■ **PROBLEMS AND TASKS**:
(1) Reproduce the collected data entries verbatim, from the start of the entries through the line containing "left=896, top=481, right=921, bottom=507".
(2) Carry on the text about filtering rows out of a large dataset from the point where it stops.

■ **DOCUMENT TEXT**:
☆ ☆ ☆ ☆ ☆
Hi, I'm not an expert on this so this is an educated guess:

You are calling drop=True and I presume that you want to delete the rows
of your dataset that satisfy a condition.

That's a problem.

If the underlying original data is stored in a dense contiguous array,
deleting chunks of it will leave it with "holes". Unless the backend
supports sparse implementations, it is likely that it will go for the
easiest solution: copy the non-deleted rows in a new array.

I don't know the details of you particular problem but most of the time
the trick is in not letting the whole data to be loaded.

Try to see if instead of loading all the dataset and then performing the
filtering/selection, you can do the filtering during the loading.

An alternative could use filtering "before" doing the real work. For
example, if you have a CSV of >100GB you could write a program X that
copies the dataset into a new CSV but doing the filtering. Then, you
load the filtered dataset and do the real work in a program Y.

I explicitly named X and Y as, in principle, they are 2 different programs using
even 2 different technologies.
☆ ☆ ☆ ☆ ☆
Collected data entries

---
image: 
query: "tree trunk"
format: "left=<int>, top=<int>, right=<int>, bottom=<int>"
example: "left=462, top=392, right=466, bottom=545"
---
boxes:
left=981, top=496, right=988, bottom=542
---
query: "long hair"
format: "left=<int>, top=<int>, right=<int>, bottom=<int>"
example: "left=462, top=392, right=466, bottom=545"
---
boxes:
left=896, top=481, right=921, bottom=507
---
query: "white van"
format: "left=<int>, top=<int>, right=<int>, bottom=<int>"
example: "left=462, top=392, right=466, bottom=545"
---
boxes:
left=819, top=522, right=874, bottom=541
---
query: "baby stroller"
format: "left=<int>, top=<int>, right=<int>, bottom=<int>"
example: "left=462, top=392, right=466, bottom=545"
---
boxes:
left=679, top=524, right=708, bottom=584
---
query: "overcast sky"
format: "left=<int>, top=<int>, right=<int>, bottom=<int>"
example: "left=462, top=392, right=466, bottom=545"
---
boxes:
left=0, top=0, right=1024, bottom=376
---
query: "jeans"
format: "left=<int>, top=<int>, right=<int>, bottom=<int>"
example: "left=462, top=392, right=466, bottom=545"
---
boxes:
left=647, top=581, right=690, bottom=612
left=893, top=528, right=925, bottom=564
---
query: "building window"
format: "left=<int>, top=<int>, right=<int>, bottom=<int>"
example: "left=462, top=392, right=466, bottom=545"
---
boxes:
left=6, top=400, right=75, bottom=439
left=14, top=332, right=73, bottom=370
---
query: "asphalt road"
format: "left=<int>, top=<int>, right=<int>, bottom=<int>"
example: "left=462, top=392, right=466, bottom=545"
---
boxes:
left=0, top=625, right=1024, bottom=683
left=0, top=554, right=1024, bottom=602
☆ ☆ ☆ ☆ ☆
■ **FINAL RESULTS**:
(1)
---
image: 
query: "tree trunk"
format: "left=<int>, top=<int>, right=<int>, bottom=<int>"
example: "left=462, top=392, right=466, bottom=545"
---
boxes:
left=981, top=496, right=988, bottom=542
---
query: "long hair"
format: "left=<int>, top=<int>, right=<int>, bottom=<int>"
example: "left=462, top=392, right=466, bottom=545"
---
boxes:
left=896, top=481, right=921, bottom=507

(2)
I hope this email can give you hints of how to fix it. In my last
project I had a similar problem and I ended up doing the filtering on
Python and the "real work" in Julia.

Thanks!
Martin.


On Mon, Jun 06, 2022 at 02:28:41PM -0800, Israel Brewster wrote:
I have some large (>100GB) datasets loaded into memory in a two-dimensional (X 
and Y) NumPy array backed XArray dataset. At one point I want to filter the data 
using a boolean array created by performing a boolean operation on the dataset 
that is, I want to filter the dataset for all points with a longitude value 
greater than, say, 50 and less than 60, just to give an example (hopefully that 
all makes sense?).

Currently I am doing this by creating a boolean array (data[‘latitude’]>50, for 
example), and then applying that boolean array to the dataset using .where(), with 
drop=True. This appears to work, but has two issues:

1) It’s slow. On my large datasets, applying where can take several minutes 
(vs. just seconds to use a boolean array to index a similarly sized numpy array)
2) It uses large amounts of memory (which is REALLY a problem when the array is 
already using 100GB+)

What it looks like is that values corresponding to True in the boolean array 
are copied to a new XArray object, thereby potentially doubling memory usage 
until it is complete, at which point the original object can be dropped, 
thereby freeing the memory.

Is there any solution for these issues? Some way to do an in-place filtering?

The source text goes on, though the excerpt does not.